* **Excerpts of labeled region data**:
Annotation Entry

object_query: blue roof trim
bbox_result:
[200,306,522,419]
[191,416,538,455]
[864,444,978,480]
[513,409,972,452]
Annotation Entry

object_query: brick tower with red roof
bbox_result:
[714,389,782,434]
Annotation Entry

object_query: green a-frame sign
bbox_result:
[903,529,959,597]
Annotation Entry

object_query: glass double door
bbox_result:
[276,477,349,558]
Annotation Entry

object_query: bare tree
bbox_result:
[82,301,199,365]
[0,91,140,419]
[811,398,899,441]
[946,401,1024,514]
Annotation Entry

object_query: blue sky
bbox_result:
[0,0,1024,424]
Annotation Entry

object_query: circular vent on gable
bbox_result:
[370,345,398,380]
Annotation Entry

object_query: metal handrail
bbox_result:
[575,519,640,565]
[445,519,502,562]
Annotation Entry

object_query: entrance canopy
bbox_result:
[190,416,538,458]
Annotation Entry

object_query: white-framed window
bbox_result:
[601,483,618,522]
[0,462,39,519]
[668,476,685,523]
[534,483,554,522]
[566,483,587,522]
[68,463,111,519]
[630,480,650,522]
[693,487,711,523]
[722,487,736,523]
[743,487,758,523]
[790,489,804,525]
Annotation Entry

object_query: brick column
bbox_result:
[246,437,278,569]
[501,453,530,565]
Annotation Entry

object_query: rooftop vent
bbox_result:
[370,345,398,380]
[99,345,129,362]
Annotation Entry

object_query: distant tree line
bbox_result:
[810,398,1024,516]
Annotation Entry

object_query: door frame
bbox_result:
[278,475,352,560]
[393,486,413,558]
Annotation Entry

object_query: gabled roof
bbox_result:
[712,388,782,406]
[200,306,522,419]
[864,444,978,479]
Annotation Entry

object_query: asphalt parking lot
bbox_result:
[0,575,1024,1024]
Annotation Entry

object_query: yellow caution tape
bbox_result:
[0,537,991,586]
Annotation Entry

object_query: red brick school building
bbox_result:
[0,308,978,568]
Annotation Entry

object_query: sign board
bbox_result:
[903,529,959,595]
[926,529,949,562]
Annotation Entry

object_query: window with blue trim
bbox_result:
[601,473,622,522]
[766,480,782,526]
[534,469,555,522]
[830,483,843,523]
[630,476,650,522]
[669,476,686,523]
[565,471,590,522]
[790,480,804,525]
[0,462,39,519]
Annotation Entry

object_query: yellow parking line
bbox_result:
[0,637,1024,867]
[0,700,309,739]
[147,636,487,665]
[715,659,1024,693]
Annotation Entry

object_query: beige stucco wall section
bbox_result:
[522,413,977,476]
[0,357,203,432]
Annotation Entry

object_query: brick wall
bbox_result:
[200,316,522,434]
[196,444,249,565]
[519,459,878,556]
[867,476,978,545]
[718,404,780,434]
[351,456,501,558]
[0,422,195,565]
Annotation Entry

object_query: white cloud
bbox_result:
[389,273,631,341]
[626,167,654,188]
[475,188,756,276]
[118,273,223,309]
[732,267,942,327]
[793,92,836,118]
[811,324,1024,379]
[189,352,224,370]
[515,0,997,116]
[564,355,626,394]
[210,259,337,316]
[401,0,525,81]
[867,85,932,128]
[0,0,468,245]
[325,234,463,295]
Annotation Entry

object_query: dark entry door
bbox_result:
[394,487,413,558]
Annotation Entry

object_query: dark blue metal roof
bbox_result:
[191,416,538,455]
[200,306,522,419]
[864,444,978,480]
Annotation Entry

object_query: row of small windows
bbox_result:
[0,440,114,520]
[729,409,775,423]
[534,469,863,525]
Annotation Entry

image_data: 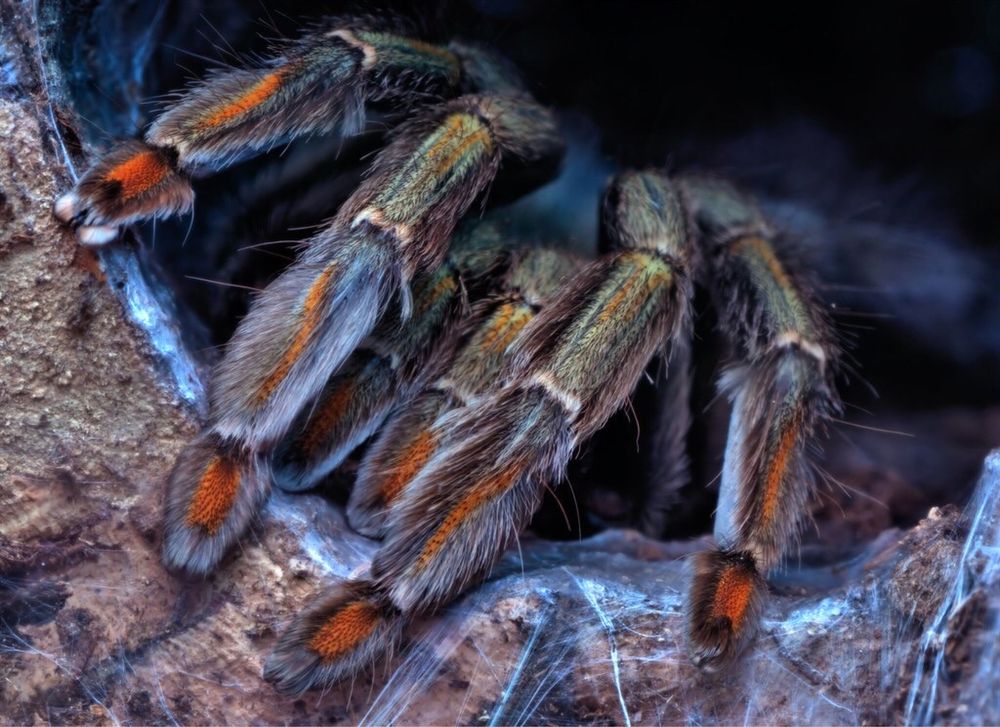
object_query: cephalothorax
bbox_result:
[56,20,838,691]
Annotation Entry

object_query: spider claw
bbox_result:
[76,225,119,247]
[162,432,270,576]
[53,141,194,245]
[264,581,407,694]
[687,550,767,672]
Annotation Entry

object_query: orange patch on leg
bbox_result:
[415,464,521,571]
[379,429,437,505]
[709,565,755,633]
[202,70,284,128]
[761,422,798,522]
[104,149,170,199]
[187,457,240,535]
[256,265,335,404]
[309,601,379,661]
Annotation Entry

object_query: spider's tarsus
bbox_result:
[264,581,407,694]
[687,550,767,672]
[162,432,270,576]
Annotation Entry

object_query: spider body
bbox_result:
[50,15,838,691]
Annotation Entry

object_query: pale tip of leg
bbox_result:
[76,225,118,245]
[54,192,80,222]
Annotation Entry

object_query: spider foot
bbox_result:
[688,550,767,672]
[55,141,194,245]
[264,581,407,694]
[162,431,270,576]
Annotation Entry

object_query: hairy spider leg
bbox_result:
[163,96,561,573]
[347,248,578,537]
[265,173,690,691]
[681,177,838,669]
[274,219,509,490]
[55,19,482,244]
[264,580,409,694]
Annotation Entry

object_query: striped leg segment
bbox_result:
[160,96,559,576]
[55,20,484,244]
[260,174,690,684]
[274,219,509,490]
[373,174,689,611]
[347,249,577,536]
[683,177,838,669]
[264,581,407,694]
[163,432,270,575]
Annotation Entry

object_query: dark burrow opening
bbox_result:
[49,0,1000,559]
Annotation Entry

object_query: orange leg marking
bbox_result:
[379,429,437,505]
[256,265,335,404]
[299,381,354,454]
[434,128,493,176]
[104,149,170,199]
[415,464,521,571]
[710,565,754,633]
[187,457,240,535]
[597,258,642,325]
[761,421,798,523]
[201,70,285,128]
[309,601,379,661]
[482,303,515,349]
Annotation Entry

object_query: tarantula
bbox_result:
[55,19,838,692]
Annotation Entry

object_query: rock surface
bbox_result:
[0,2,1000,724]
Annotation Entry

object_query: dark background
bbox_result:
[131,0,1000,244]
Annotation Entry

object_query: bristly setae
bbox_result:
[55,15,838,692]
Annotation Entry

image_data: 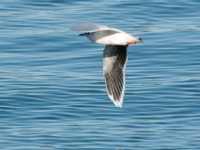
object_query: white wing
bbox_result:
[103,45,127,107]
[70,23,123,34]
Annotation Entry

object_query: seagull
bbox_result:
[71,23,143,108]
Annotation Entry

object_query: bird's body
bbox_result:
[71,24,142,107]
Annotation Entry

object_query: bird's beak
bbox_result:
[138,37,144,43]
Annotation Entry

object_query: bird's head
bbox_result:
[128,37,144,44]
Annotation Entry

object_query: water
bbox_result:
[0,0,200,150]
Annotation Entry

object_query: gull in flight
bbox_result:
[71,23,143,108]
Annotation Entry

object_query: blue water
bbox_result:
[0,0,200,150]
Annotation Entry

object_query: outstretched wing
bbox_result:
[103,45,128,107]
[70,23,121,35]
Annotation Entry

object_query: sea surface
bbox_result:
[0,0,200,150]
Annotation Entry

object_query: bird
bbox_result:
[70,23,143,108]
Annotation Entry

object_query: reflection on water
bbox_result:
[0,0,200,150]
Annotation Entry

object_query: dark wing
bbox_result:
[103,45,128,107]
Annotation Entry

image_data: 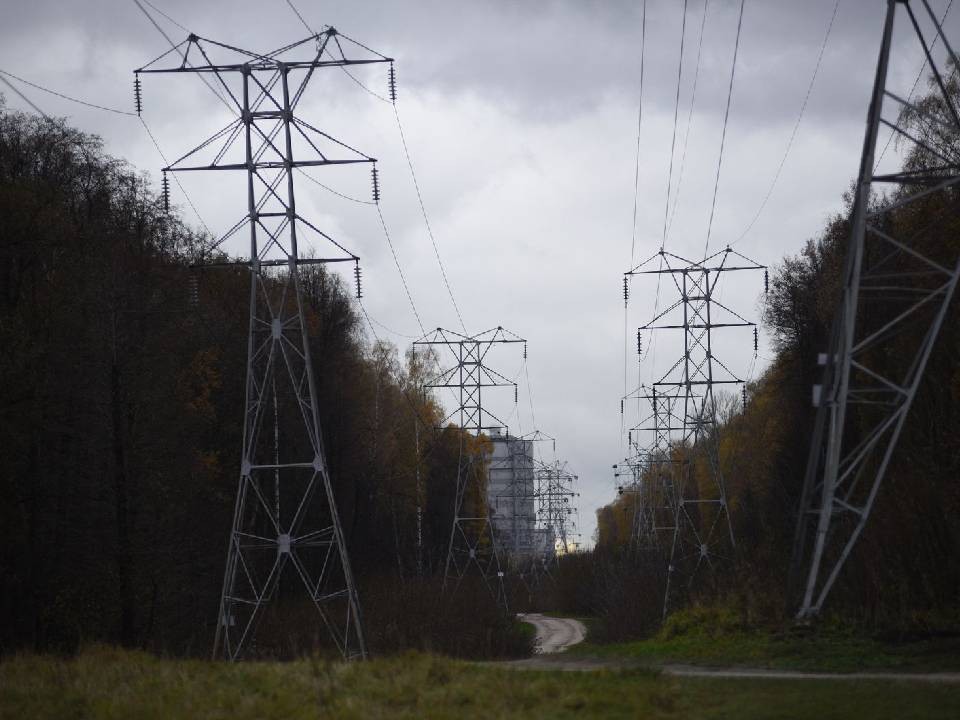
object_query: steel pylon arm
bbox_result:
[788,0,960,619]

* **Do this**: Edit all of the lines above by replacing each "object_query" with "region_query" and leaving everything else unchanged. Leave the pictures out of your answer.

* **Answer to this exercise**:
Annotation Entry

region_query: blue roof trim
bbox_result:
[200,306,522,419]
[191,416,538,455]
[864,444,978,480]
[513,409,972,452]
Annotation Entry

region_query: brick tower with red roof
bbox_result:
[714,389,782,434]
Annotation Entry

region_query: green a-frame sign
bbox_result:
[903,529,959,597]
Annotation Entry

region_query: glass double door
bbox_result:
[276,477,349,558]
Annotation Entry

region_query: bare tree
bbox_result:
[82,301,199,365]
[0,91,140,419]
[811,398,899,441]
[946,401,1024,514]
Annotation Entry

region_query: blue sky
bbox_result:
[0,0,1024,424]
Annotation Entry

region_query: circular vent on gable
bbox_result:
[370,345,398,380]
Annotation Entry

region_query: metal handrail
bbox_result:
[575,519,640,565]
[445,519,502,562]
Annotation Entry

region_query: entrance canopy
bbox_result:
[190,416,538,458]
Annotation Entry

region_query: white-framed window
bbox_result:
[601,483,618,522]
[0,462,39,519]
[668,476,685,523]
[534,483,554,522]
[566,483,587,522]
[68,463,111,519]
[630,480,650,522]
[693,487,711,523]
[722,487,736,523]
[743,487,758,523]
[790,489,804,525]
Annotation Entry

region_query: brick column
bbox_result:
[246,437,278,569]
[501,453,530,565]
Annotation Entry

region_query: rooftop vent
bbox_result:
[370,345,398,380]
[99,345,129,362]
Annotation Entry

region_query: distant tree line
bbox_result:
[810,398,1024,516]
Annotation Entry

region_query: door frame
bbox_result:
[278,475,352,560]
[393,486,413,558]
Annotation Entry

region_query: gabled roof
bbox_result:
[712,388,782,406]
[200,306,522,419]
[864,444,978,479]
Annotation Entry

region_query: asphalt parking lot
bbox_result:
[0,575,1024,1024]
Annotation Entry

region_query: yellow caution tape
bbox_result:
[0,537,991,586]
Annotation Entry

region_query: red brick school building
bbox_result:
[0,308,978,568]
Annotation Entry

region_query: sign board
bbox_result:
[903,529,959,595]
[926,529,949,562]
Annotation Entry

region_query: window with blue trim
bbox_result:
[601,473,622,522]
[766,480,782,526]
[534,469,555,522]
[830,483,843,523]
[630,476,650,522]
[669,476,686,523]
[565,471,590,522]
[790,480,804,525]
[0,462,39,519]
Annotation Entry

region_query: yellow parking line
bbox_result:
[0,637,1024,867]
[0,700,309,739]
[147,636,487,665]
[715,659,1024,693]
Annotation Entry

region_query: beige stucco wall section
bbox_result:
[522,413,977,476]
[0,357,203,432]
Annotation Entry

region_query: brick wall
bbox_result:
[200,316,522,434]
[196,444,249,565]
[519,459,878,556]
[867,476,978,545]
[718,404,780,434]
[351,456,501,558]
[0,422,195,565]
Annotation Entry

region_query: white cloud
bbox_result:
[389,273,631,341]
[626,167,654,188]
[475,188,756,276]
[118,273,223,309]
[732,267,942,327]
[793,92,836,118]
[811,324,1024,379]
[189,352,224,370]
[515,0,997,116]
[564,355,626,394]
[210,259,337,316]
[401,0,525,81]
[867,85,932,128]
[0,0,468,245]
[325,234,463,295]
Annotation Entry

region_query: dark entry door
bbox_result:
[394,487,413,558]
Annotation Entry

region_query: dark blue metal roof
bbox_result:
[191,416,538,455]
[200,306,522,419]
[864,444,978,480]
Annotation Entry

region_query: row of small windows
bbox_result:
[0,440,114,520]
[729,409,775,423]
[534,469,863,525]
Annotation Entry

image_data: 
region_query: cephalothorax
bbox_result:
[56,20,838,691]
Annotation Entry

region_query: spider claw
bbox_result:
[76,225,119,247]
[162,432,270,576]
[53,141,194,245]
[264,581,407,694]
[687,550,767,672]
Annotation Entry

region_query: orange patch on leg
bbox_result:
[415,464,521,571]
[379,429,437,505]
[709,565,755,633]
[202,70,284,128]
[761,422,798,522]
[104,149,170,199]
[187,457,240,535]
[256,265,335,404]
[309,601,379,661]
Annotation Entry

region_query: spider's tarsus
bbox_result:
[264,581,407,694]
[687,550,767,672]
[162,432,270,576]
Annotation Entry

region_query: spider body
bbox_result:
[50,15,838,691]
Annotation Entry

region_query: pale tip of leg
bbox_result:
[76,225,118,245]
[54,192,80,222]
Annotation Entry

region_query: spider foot
bbox_result:
[688,550,767,672]
[55,141,194,245]
[264,581,407,694]
[162,431,270,576]
Annotation Entry

region_query: hairy spider leg
bbox_result:
[163,96,561,573]
[347,248,578,537]
[265,173,690,691]
[681,177,838,669]
[274,219,509,490]
[55,19,482,244]
[264,580,409,694]
Annotation Entry

region_query: striped leg segment
bbox_result:
[160,96,559,576]
[55,20,484,244]
[260,174,690,684]
[274,219,509,490]
[373,174,689,611]
[347,249,577,536]
[683,177,838,669]
[264,581,407,694]
[163,432,270,575]
Annotation Entry

region_query: dark burrow opening
bbox_result:
[49,0,1000,559]
Annotation Entry

region_query: orange leg marking
bbox_result:
[379,429,437,505]
[256,265,335,404]
[299,381,354,454]
[434,128,493,176]
[104,149,170,199]
[415,464,521,571]
[710,565,754,633]
[187,457,240,535]
[597,258,642,325]
[761,421,798,523]
[201,70,285,128]
[309,601,379,661]
[482,303,515,349]
Annotation Entry

region_query: tarantula
bbox_result:
[55,19,838,692]
Annotation Entry

region_query: rock surface
bbox_result:
[0,2,1000,724]
Annotation Entry

region_query: dark background
bbox_result:
[131,0,1000,244]
Annotation Entry

region_query: bristly setae
bbox_result:
[55,15,838,692]
Annotation Entry

image_data: 
region_query: white wing
bbox_result:
[103,45,127,107]
[70,23,123,34]
Annotation Entry

region_query: seagull
bbox_result:
[71,23,143,108]
Annotation Entry

region_query: bird's body
bbox_result:
[71,24,142,107]
Annotation Entry

region_query: bird's beak
bbox_result:
[138,37,144,43]
Annotation Entry

region_query: bird's head
bbox_result:
[128,37,144,44]
Annotation Entry

region_query: water
bbox_result:
[0,0,200,150]
Annotation Entry

region_query: gull in flight
bbox_result:
[71,23,143,108]
Annotation Entry

region_query: blue water
bbox_result:
[0,0,200,150]
Annotation Entry

region_query: outstretched wing
bbox_result:
[103,45,128,107]
[70,23,121,35]
Annotation Entry

region_query: sea surface
bbox_result:
[0,0,200,150]
Annotation Entry

region_query: bird
bbox_result:
[70,23,143,108]
Annotation Entry

region_query: reflection on water
bbox_result:
[0,0,200,150]
Annotation Entry

region_query: dark wing
bbox_result:
[103,45,128,107]
Annotation Entry

image_data: 
region_query: steel pylon arm
bbox_result:
[788,0,960,619]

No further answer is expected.